L’assurance vie est un outil privilégié pour organiser la protection de vos proches en leur transmettant à votre décès les capitaux non consommés. Mais, pour que vos bénéficiaires puissent en profiter, il convient de soigner la rédaction de votre clause bénéficiaire. Et si vous avez placé des capitaux importants, il peut être intéressant de prévoir un démembrement dans la clause bénéficiaire afin d’optimiser fiscalement la transmission des capitaux décès à vos bénéficiaires. Abeille Assurances vous en explique le mécanisme.

• [Extraits des lignes]
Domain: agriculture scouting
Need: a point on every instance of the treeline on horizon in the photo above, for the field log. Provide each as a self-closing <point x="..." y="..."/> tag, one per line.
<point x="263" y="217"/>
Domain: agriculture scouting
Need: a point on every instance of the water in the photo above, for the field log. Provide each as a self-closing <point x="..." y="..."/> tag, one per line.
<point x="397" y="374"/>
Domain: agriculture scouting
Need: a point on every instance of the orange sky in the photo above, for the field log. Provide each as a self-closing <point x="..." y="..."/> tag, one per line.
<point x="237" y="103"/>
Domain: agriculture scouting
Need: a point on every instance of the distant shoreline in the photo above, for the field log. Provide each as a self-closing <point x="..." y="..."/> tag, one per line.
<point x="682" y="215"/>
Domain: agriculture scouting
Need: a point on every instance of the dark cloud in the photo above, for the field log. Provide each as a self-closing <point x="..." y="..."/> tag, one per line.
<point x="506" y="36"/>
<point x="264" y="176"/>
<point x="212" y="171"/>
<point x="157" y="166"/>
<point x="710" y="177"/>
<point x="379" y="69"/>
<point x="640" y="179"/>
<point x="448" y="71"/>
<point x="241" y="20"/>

* * *

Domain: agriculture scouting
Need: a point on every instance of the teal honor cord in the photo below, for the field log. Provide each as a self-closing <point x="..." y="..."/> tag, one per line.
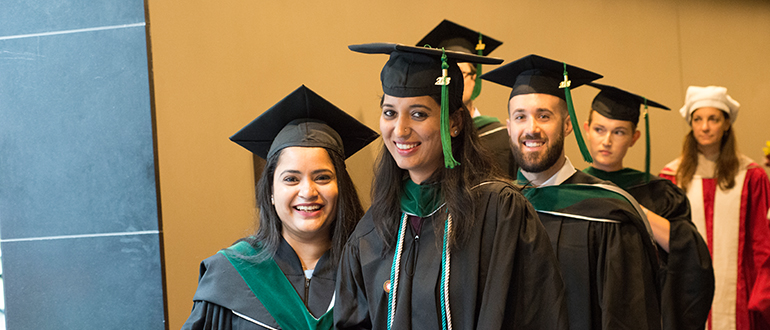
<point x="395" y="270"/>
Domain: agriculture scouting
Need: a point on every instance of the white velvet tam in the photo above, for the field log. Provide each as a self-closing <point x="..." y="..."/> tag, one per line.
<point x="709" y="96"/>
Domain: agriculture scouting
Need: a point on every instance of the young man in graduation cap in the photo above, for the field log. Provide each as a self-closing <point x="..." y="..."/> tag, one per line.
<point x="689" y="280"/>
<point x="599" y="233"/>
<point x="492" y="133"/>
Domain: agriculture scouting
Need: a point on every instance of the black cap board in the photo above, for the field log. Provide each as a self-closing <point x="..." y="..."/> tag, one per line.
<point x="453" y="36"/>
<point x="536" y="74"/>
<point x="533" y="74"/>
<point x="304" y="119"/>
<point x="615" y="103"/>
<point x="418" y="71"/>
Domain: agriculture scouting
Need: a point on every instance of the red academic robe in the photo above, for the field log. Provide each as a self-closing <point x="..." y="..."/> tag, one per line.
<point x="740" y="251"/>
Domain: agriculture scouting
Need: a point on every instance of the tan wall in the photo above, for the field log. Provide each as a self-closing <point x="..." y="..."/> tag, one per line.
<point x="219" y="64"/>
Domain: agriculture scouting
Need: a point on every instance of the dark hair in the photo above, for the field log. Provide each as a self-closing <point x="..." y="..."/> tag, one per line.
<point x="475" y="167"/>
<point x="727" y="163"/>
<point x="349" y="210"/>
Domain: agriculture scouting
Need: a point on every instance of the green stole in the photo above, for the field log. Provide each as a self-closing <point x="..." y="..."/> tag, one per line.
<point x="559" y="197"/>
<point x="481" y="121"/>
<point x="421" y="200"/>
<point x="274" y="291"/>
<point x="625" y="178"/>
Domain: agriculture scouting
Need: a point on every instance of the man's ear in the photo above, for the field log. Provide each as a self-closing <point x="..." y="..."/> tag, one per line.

• [Consigne de l'exercice] Recopiez en entier le texte sur l'assurance vie, sans modifier un seul mot.

• [Solution du problème]
L’assurance vie est un outil privilégié pour organiser la protection de vos proches en leur transmettant à votre décès les capitaux non consommés. Mais, pour que vos bénéficiaires puissent en profiter, il convient de soigner la rédaction de votre clause bénéficiaire. Et si vous avez placé des capitaux importants, il peut être intéressant de prévoir un démembrement dans la clause bénéficiaire afin d’optimiser fiscalement la transmission des capitaux décès à vos bénéficiaires. Abeille Assurances vous en explique le mécanisme.